→ **Given instruction**
Write out every line of the material below, omitting the pictures. Leave all wording unchanged, but multiply each polygon coordinate by 2.3 and round it to a whole number, with halves rounding up.

[Recorded data]

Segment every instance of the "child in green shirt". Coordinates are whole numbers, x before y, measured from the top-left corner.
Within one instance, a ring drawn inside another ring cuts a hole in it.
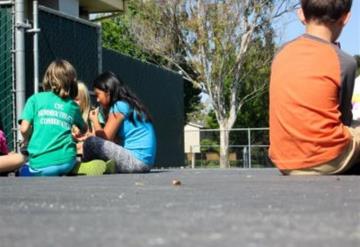
[[[29,166],[20,175],[61,176],[76,163],[76,144],[71,129],[87,131],[78,104],[74,67],[65,60],[52,62],[45,72],[45,92],[31,96],[22,113],[21,134],[28,141]]]

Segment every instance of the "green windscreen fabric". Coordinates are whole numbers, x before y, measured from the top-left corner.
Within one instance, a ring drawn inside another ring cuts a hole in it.
[[[8,146],[14,148],[13,62],[11,6],[0,6],[0,120]]]

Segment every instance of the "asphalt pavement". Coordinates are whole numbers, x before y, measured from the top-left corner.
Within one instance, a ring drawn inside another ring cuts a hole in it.
[[[360,176],[0,177],[0,246],[360,246]]]

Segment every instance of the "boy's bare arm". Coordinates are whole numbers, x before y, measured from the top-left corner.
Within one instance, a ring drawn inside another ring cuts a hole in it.
[[[31,124],[26,121],[26,120],[22,120],[21,121],[21,125],[20,125],[20,132],[21,135],[23,136],[23,143],[26,145],[30,139],[30,136],[32,134],[32,126]]]

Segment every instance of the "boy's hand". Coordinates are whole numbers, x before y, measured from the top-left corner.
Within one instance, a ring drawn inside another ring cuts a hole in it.
[[[90,111],[90,114],[89,114],[90,121],[93,122],[93,123],[99,122],[98,115],[99,115],[99,107],[97,107],[94,110]]]

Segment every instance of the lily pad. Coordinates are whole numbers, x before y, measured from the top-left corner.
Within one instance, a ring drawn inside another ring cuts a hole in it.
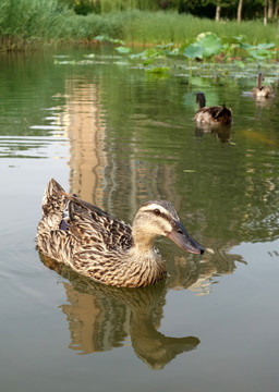
[[[219,54],[222,48],[221,39],[215,34],[207,34],[204,37],[199,35],[197,42],[204,47],[205,58]]]
[[[128,48],[128,47],[117,47],[116,50],[117,50],[119,53],[122,53],[122,54],[126,54],[126,53],[130,53],[130,52],[131,52],[131,49]]]
[[[183,50],[183,56],[185,56],[187,59],[194,60],[194,59],[203,59],[205,48],[199,44],[191,44]]]

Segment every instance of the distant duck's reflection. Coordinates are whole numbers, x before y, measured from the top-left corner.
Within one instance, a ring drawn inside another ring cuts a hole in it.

→ **Written answer**
Segment every instance of the "child in green shirt". Coordinates are whole numbers, x before y, measured from the top-left corner.
Within one instance, a ring drawn inside another ring cuts a hole in it.
[[[67,382],[46,403],[140,405],[175,375],[175,331],[163,297],[200,301],[179,239],[170,154],[150,138],[120,143],[104,166],[104,212],[71,221],[51,260],[48,308],[64,324]]]

Segment every instance of the "green windscreen fabric". Coordinates are whole numbers, x before y, measured from the top-left corner.
Within one instance, a ring drawn inside another ring cuts a hole in it.
[[[18,336],[32,340],[30,143],[25,14],[0,14],[0,276]]]

Segment every instance of the "asphalt pavement". Coordinates are whole numbers, x before y, measured from the top-left corner.
Within one instance, a ring drawn inside another ring cuts a hole in it.
[[[828,405],[0,407],[0,566],[828,566]]]

Segment every instance of the "boy's bare arm". Coordinates are whole numbers, x before y, measured from the top-left corner.
Within one instance, a ring drawn inside another ring cuts a hole in it.
[[[71,285],[60,278],[60,276],[51,276],[48,278],[48,288],[46,288],[46,304],[48,311],[53,313],[53,329],[60,334],[69,320],[69,313],[74,308],[74,290]]]

Segment every instance of the "boy's hand". Coordinates are whole numbers, x before y, measured from the top-left corner.
Within one instance, a ring drawn inside another ring cuts a hole in it.
[[[207,255],[207,262],[205,262],[207,278],[214,281],[214,283],[228,281],[225,265],[228,265],[228,246],[223,246],[216,253]]]

Segment every instance of the lily pad. Coordinates are whole numbers, x before y, measured from the top-left corner.
Within one instance, a ring drawn inside another ring cuts a hole in it.
[[[504,124],[511,110],[508,90],[495,78],[476,78],[469,85],[458,81],[453,97],[469,108],[472,133]]]
[[[294,110],[294,108],[269,108],[267,115],[269,115],[274,122],[281,122],[281,124],[290,124],[290,122],[299,122],[299,120],[301,120],[301,113]]]
[[[421,115],[421,129],[426,129],[430,136],[446,138],[446,136],[467,136],[472,110],[458,101],[439,101]]]

Segment every instance of the distant duck's reflection. Coordinates are whole numbers, x before y, measured from the top-left corner.
Within one instance, a ring drawn inside another ring cuts a hole in it.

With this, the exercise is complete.